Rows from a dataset
•••

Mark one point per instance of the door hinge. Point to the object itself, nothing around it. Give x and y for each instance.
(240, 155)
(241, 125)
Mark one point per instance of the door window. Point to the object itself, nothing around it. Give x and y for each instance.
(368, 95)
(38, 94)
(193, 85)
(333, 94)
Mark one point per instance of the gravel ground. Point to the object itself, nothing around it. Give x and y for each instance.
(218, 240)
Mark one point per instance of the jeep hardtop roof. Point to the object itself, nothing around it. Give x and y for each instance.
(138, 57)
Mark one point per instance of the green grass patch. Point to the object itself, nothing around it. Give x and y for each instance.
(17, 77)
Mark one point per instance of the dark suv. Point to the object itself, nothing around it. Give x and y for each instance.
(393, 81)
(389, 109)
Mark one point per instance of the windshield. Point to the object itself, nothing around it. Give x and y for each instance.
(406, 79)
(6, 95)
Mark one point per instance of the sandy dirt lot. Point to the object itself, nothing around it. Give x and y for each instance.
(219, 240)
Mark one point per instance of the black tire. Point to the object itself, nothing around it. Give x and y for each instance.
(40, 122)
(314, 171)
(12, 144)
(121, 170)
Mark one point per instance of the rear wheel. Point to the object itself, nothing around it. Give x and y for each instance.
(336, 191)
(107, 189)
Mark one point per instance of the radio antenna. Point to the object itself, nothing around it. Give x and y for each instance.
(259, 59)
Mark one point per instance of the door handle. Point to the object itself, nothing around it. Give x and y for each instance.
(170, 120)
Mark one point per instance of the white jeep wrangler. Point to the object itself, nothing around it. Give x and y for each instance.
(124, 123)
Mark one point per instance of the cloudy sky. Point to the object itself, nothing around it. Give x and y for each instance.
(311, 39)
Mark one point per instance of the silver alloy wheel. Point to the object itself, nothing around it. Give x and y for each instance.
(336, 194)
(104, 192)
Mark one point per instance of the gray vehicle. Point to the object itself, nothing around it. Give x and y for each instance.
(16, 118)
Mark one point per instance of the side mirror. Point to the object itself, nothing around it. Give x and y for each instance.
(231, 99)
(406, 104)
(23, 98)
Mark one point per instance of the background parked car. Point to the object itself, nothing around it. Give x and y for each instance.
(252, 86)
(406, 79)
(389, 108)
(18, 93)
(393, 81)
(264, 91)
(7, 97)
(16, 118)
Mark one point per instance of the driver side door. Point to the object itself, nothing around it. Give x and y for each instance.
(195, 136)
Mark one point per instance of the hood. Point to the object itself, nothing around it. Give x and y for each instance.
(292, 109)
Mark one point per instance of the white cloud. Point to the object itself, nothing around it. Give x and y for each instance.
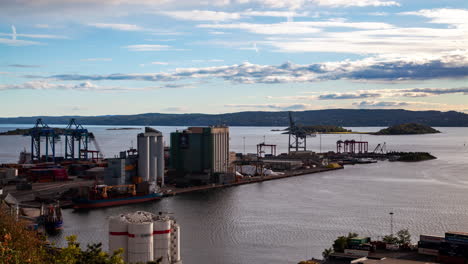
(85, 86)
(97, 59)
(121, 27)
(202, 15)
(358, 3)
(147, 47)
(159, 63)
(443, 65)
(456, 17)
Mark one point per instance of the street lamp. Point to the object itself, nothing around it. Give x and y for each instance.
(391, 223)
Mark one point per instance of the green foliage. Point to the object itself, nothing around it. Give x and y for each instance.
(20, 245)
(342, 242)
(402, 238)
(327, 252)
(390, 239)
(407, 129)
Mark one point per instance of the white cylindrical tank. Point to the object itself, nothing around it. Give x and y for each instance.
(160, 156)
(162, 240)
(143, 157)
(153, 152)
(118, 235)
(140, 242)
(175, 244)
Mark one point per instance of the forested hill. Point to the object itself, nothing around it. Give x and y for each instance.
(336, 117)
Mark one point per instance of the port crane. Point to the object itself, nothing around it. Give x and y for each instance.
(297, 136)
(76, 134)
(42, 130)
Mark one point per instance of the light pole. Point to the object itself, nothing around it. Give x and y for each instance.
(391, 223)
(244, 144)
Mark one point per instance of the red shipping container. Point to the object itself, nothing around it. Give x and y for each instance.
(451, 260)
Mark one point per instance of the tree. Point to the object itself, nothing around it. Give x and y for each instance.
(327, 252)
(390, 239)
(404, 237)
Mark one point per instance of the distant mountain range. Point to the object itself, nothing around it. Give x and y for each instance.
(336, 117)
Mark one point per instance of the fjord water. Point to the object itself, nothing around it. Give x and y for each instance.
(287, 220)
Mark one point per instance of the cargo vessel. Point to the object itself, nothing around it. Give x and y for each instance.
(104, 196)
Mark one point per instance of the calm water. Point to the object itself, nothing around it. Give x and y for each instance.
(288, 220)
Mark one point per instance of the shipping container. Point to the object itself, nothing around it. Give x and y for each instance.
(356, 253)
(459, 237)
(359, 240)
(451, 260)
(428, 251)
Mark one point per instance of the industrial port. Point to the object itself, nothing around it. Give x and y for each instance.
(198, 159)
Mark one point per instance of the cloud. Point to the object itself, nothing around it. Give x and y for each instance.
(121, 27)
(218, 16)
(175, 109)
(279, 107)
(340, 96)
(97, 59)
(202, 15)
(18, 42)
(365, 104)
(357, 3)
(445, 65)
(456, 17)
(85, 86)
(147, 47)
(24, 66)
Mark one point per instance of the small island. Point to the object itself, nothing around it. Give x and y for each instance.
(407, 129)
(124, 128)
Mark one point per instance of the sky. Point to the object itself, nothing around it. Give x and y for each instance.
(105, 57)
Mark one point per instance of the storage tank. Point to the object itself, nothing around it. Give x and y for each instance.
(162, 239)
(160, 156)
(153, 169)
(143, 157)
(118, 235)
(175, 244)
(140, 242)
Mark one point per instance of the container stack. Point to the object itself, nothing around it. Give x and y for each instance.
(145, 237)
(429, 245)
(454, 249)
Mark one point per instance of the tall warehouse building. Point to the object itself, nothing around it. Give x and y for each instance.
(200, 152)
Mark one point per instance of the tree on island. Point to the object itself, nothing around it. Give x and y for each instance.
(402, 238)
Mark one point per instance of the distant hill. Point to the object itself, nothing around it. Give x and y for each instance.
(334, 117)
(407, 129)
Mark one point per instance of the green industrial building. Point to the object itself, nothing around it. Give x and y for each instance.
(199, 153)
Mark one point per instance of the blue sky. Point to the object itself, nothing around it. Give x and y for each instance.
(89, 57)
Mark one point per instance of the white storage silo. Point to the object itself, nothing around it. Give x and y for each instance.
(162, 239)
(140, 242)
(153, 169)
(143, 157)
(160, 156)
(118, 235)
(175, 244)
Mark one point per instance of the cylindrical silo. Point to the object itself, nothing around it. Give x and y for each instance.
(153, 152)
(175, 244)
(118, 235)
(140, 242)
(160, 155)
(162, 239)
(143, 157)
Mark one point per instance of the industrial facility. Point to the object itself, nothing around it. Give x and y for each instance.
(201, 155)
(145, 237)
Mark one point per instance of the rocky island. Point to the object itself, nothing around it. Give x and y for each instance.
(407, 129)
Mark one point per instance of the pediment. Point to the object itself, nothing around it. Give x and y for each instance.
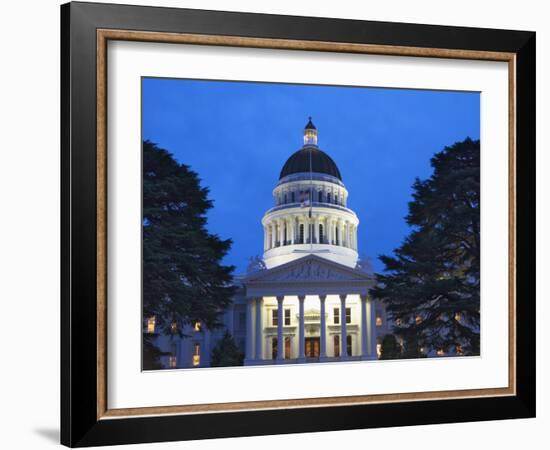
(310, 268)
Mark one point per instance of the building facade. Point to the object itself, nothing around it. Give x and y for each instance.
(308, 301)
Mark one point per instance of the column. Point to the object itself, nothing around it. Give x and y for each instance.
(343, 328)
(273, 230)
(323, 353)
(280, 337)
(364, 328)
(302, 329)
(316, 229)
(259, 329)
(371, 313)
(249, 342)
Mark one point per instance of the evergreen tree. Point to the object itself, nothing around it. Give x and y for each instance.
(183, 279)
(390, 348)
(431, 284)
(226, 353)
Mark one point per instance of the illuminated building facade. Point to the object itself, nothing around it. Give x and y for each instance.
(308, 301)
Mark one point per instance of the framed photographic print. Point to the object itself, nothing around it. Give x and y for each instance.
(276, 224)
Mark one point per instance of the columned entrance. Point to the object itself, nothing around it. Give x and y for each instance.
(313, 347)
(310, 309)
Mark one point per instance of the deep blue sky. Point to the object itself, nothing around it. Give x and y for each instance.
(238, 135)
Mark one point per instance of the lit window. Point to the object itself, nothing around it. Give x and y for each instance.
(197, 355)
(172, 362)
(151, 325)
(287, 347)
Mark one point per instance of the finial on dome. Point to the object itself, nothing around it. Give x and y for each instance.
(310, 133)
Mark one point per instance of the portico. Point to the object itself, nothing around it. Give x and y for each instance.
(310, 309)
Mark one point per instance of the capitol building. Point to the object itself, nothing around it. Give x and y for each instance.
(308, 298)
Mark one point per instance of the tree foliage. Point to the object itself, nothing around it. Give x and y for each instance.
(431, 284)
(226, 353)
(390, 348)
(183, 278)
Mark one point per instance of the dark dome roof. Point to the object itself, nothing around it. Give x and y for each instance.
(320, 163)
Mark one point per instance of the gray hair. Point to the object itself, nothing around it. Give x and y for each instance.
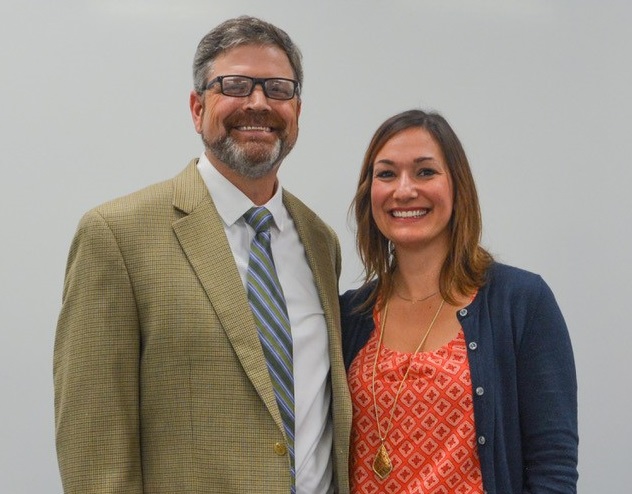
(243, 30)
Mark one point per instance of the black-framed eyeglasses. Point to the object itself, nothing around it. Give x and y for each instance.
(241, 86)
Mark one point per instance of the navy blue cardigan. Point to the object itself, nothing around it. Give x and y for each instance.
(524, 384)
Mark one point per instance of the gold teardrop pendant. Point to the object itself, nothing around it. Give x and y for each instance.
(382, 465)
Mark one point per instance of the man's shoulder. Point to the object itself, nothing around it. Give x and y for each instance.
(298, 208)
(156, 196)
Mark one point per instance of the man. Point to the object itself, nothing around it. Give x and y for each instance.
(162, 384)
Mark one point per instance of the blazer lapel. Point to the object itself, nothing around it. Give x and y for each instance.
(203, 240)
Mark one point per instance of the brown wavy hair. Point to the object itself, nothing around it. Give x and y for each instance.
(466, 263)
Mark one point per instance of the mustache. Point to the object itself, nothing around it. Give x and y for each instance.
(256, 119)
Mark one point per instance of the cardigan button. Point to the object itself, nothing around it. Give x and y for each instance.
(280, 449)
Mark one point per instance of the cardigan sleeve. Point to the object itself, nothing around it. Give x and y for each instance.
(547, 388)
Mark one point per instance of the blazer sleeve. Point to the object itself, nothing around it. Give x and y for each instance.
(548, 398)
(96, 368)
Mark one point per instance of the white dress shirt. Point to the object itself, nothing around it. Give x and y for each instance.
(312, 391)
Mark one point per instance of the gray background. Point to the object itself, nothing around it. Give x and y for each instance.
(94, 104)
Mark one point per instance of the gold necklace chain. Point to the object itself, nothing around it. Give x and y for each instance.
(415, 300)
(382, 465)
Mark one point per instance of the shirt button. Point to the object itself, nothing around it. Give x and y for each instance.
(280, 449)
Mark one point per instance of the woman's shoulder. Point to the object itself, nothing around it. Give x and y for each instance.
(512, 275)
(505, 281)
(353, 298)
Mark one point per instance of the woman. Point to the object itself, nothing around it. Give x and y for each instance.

•••

PROBLEM TO SOLVE: Each line from the one containing "Mark one point per instance of the cardigan sleeve." to the end of the listing above should be copied exactly, and nothing else.

OUTPUT:
Mark one point per instance of the cardigan sleeve. Point to the object itself, nothing around it. Give x and y for each instance.
(547, 388)
Mark one point per instance of the blazer sleeve. Point to the object itself, nothing around it. Give x and y for each instance.
(548, 398)
(96, 368)
Mark one point per instance of the white dress shirt. Point to the object itself, nothing around it. Give x and y for each instance.
(312, 391)
Mark one point per instance of the gray background. Point to the object itself, nothing around it. Give x and y for each instance.
(94, 104)
Mark one point per instance of the gold necklace chain. Point to the object itself, nothing around it. Give x and y for each instance.
(415, 300)
(382, 465)
Mark one point per instance of the shirt button. Point to the object itself, nothing around it. Give x and y for each instance.
(280, 449)
Mark one point per instance of the woman's shoulder. Point to the object itself, nothing around it. Give x and y for each instance.
(512, 275)
(505, 281)
(353, 298)
Mark one point per instance of the woman. Point to the object itself, nothing around it. Give x and y for each instance.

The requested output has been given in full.